**INSTRUCTION**:
Locate every line in the rows below that contains the string "house", and copy each one. Treat uppercase and lowercase letters as different.

**RECORD SET**:
⁂

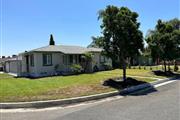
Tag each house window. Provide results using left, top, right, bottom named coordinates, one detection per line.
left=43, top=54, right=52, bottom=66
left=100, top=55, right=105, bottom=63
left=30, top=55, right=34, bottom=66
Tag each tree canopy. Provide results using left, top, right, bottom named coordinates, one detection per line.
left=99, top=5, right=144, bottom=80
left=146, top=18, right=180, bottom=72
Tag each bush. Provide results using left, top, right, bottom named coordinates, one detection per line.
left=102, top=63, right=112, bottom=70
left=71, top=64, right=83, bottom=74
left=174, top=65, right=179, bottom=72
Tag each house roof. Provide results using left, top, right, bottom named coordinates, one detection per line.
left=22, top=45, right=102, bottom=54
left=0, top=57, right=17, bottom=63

⁂

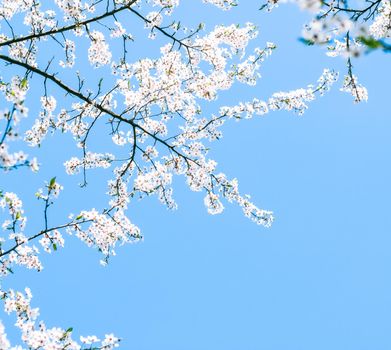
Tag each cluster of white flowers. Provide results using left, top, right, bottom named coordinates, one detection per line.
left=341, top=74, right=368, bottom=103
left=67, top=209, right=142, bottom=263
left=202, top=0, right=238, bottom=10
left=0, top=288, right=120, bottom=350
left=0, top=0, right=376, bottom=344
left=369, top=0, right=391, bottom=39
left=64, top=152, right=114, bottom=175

⁂

**SOLUTION FOR THIS PROBLEM**:
Tag each house window. Provide results using left, top, right, bottom named coordinates, one detection per line.
Tag each house roof. Provide results using left, top, right, bottom named coordinates, one detection per line.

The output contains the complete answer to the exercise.